### WHAT THE EXERCISE ASKS
Starting at the line that contains "the basketball court", restate each line word for word through the final line of the data, keeping both ends.

### THE DATA
:::

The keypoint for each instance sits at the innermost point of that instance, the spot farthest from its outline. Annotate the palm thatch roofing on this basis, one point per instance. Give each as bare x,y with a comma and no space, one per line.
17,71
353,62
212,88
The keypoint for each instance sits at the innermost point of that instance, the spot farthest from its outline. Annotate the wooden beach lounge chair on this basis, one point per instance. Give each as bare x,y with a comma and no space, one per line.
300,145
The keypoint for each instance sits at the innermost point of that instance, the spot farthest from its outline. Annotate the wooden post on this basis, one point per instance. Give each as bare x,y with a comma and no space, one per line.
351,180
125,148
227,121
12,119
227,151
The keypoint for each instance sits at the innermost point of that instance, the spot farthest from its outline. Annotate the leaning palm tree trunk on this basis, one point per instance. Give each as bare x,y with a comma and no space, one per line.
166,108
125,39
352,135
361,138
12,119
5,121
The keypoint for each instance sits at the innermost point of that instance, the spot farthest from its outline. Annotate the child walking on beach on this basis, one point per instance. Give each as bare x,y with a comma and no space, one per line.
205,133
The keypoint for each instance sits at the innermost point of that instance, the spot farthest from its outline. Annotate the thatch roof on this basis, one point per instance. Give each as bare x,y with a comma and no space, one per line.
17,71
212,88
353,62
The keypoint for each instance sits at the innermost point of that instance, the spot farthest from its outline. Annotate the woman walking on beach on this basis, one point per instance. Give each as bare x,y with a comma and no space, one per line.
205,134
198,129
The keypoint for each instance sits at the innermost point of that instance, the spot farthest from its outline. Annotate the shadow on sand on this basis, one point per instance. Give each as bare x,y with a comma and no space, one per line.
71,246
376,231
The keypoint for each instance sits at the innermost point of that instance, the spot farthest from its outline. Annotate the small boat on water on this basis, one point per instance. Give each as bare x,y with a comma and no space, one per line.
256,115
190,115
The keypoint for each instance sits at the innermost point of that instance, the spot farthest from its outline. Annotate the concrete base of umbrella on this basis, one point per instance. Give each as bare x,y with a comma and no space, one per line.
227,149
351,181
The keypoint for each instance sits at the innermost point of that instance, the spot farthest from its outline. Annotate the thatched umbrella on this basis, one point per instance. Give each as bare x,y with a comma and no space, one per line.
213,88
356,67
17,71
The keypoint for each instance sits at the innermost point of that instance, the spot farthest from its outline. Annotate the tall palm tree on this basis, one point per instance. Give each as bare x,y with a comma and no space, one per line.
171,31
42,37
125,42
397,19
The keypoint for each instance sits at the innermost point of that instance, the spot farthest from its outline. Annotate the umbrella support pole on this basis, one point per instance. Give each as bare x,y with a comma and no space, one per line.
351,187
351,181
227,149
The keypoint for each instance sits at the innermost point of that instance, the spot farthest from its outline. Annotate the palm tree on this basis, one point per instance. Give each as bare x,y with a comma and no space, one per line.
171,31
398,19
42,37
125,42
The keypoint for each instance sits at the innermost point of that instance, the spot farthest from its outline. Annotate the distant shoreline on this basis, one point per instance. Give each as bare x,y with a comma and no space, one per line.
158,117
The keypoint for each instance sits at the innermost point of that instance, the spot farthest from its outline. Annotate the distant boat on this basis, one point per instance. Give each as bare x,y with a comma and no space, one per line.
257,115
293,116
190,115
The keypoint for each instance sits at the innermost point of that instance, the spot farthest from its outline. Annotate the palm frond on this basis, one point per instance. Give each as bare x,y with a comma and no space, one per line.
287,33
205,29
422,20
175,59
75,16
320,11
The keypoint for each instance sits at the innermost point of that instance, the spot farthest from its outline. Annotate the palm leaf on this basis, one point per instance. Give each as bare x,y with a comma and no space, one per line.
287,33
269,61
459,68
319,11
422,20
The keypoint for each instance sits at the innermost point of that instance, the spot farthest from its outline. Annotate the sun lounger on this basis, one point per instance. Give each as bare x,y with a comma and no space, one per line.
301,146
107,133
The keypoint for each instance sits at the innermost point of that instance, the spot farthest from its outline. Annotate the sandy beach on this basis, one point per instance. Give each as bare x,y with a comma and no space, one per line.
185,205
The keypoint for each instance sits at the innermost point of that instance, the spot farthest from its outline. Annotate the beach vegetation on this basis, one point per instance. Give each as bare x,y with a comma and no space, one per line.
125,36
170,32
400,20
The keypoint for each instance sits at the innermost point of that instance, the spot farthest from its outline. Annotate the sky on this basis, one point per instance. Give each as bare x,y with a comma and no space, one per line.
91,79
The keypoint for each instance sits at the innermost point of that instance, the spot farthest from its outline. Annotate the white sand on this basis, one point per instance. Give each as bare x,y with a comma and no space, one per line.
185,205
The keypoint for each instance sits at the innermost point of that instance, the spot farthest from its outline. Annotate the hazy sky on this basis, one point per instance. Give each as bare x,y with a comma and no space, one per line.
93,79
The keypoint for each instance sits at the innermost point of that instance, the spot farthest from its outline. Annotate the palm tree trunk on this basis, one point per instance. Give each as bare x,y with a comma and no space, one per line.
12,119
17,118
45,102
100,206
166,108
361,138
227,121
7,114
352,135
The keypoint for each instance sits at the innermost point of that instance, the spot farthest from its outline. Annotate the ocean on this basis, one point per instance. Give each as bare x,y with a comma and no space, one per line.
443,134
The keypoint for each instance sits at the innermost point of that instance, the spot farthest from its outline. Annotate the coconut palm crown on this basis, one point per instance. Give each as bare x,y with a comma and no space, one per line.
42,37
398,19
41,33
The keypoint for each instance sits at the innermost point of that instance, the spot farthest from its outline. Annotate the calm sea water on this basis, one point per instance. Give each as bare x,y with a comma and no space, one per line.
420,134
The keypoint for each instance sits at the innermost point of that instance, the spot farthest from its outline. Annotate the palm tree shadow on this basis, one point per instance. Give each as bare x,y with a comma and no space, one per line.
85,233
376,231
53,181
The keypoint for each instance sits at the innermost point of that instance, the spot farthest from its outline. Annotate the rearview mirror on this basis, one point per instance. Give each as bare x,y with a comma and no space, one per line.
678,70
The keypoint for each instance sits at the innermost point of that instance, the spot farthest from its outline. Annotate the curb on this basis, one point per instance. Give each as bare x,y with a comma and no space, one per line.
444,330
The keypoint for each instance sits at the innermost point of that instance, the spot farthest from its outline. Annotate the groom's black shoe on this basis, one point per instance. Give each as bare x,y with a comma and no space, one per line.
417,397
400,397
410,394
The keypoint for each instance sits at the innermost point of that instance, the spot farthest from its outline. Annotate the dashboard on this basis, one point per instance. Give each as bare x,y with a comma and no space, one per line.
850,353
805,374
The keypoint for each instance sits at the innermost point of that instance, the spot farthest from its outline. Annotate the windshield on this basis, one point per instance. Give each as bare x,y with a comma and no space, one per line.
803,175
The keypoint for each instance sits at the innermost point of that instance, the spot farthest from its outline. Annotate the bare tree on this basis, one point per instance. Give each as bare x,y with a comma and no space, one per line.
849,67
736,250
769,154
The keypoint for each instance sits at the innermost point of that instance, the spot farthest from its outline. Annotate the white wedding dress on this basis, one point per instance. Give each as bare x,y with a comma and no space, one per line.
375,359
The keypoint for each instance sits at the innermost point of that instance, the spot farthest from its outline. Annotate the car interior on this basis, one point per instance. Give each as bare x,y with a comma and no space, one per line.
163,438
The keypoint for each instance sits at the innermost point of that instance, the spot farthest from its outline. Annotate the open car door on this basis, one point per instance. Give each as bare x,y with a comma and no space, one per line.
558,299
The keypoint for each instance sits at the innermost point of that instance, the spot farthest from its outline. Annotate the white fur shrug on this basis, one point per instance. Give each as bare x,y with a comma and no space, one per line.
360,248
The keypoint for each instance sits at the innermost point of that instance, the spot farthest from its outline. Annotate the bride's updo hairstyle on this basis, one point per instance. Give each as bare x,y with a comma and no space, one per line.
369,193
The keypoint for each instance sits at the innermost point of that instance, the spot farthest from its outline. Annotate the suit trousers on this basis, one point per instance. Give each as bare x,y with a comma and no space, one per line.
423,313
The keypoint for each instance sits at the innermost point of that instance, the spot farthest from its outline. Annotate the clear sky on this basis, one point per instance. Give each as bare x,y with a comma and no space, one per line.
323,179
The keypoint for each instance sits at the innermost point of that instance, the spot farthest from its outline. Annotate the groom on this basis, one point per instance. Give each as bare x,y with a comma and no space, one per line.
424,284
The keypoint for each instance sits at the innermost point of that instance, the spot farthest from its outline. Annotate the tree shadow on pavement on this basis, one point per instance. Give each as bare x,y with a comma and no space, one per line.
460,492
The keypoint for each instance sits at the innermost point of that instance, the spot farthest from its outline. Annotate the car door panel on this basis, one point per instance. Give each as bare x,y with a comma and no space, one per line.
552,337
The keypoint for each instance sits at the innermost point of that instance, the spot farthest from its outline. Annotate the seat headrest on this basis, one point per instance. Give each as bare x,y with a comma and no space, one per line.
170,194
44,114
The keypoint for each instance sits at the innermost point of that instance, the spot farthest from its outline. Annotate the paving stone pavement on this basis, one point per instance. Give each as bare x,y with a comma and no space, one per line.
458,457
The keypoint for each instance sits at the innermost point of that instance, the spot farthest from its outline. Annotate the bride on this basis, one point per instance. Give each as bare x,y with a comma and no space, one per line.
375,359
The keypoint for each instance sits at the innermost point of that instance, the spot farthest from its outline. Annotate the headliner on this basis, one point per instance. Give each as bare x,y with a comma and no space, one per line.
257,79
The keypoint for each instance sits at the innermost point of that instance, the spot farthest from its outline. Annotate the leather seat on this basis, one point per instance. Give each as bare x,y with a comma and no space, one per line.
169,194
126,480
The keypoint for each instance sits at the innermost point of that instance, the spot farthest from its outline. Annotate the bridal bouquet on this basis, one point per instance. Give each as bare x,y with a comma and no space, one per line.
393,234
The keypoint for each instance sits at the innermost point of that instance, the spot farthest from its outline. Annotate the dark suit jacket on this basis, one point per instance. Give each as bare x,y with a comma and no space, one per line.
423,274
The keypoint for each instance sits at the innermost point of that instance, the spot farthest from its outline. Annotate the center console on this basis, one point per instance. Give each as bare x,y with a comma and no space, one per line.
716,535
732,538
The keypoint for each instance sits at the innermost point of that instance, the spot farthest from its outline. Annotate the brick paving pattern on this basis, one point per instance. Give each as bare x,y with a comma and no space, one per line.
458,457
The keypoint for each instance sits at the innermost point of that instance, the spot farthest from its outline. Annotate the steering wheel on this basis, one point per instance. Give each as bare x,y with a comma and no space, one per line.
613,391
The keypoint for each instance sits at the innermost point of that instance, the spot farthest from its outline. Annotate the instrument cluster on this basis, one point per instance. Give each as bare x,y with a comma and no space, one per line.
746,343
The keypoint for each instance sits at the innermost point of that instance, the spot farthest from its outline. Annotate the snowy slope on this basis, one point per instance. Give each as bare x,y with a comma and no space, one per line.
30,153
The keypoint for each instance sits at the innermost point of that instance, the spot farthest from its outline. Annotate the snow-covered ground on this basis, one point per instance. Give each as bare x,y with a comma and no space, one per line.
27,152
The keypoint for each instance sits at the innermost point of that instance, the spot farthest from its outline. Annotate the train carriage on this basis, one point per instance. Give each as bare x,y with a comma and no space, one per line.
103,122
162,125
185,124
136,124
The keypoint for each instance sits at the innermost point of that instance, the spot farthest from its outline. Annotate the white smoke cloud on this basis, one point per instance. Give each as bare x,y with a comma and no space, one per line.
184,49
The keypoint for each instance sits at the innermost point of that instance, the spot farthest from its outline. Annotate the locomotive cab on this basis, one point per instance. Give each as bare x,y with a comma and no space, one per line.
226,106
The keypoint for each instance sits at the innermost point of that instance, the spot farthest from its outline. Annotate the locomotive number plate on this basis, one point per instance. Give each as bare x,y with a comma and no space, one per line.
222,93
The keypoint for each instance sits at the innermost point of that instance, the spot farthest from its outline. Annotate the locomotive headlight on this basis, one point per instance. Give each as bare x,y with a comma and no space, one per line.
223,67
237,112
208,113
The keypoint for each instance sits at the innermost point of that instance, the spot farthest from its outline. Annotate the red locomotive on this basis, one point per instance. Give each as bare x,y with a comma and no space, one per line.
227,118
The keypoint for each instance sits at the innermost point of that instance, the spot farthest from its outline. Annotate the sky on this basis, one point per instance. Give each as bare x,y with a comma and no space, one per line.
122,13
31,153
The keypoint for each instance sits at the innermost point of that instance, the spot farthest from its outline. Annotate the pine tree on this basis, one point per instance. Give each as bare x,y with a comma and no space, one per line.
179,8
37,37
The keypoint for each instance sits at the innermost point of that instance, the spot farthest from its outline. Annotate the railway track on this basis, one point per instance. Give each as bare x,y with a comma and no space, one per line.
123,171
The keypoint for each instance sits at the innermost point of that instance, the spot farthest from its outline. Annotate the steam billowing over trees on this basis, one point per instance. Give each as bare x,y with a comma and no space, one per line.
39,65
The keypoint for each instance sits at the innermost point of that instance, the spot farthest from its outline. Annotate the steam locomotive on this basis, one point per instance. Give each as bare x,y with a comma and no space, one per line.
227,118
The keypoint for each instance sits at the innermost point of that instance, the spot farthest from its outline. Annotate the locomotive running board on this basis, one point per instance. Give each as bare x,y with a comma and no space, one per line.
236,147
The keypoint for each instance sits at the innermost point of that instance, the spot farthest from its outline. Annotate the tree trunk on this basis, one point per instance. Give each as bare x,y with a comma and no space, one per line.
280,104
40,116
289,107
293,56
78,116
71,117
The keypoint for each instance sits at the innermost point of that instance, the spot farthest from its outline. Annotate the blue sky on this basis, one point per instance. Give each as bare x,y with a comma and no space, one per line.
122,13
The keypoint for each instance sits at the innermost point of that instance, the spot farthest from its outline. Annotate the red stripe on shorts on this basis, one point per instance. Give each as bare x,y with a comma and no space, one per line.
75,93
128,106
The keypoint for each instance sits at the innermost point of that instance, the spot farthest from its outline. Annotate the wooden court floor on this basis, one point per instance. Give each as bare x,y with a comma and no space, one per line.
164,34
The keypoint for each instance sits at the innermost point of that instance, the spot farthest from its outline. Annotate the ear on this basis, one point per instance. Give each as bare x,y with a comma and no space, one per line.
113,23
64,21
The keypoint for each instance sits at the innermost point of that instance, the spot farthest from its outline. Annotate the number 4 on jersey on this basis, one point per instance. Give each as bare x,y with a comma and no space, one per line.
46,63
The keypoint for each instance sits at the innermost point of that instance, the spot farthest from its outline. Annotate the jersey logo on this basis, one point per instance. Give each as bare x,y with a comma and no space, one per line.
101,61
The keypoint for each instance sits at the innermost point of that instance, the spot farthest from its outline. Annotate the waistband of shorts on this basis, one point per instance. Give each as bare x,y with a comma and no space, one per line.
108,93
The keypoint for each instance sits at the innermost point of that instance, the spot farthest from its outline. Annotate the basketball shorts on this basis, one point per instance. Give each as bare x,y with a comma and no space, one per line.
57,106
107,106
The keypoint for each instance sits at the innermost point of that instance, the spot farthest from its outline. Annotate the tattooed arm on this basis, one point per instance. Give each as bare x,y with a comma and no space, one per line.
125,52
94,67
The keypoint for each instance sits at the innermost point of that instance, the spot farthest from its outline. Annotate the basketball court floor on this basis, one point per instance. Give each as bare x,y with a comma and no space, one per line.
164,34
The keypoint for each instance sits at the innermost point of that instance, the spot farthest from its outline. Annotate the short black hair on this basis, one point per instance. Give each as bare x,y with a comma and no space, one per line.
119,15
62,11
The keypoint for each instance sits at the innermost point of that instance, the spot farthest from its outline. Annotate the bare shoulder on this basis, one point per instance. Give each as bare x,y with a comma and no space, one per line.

:::

### RESPONSE TO THE EXERCISE
The keypoint for each instance sits at the innermost point of that instance, the spot farthest from its outline. Annotate the basketball court floor on this basis, one point per instance. Give each as bare x,y with a comma and no space, one per line.
164,34
The keypoint for each instance sits at the innermost point of that instance, the spot farthest from its outline. Annotate the short black hair on this basis, one point per instance. Give each as bare x,y with a comma and no space, one per line.
119,15
62,11
The keypoint for each instance sits at the innermost point of that instance, the spot farthest from its outline. Annotate the bare shoulder on this basis, one point per instance. Give each as bare x,y with a comma and no space, one per line.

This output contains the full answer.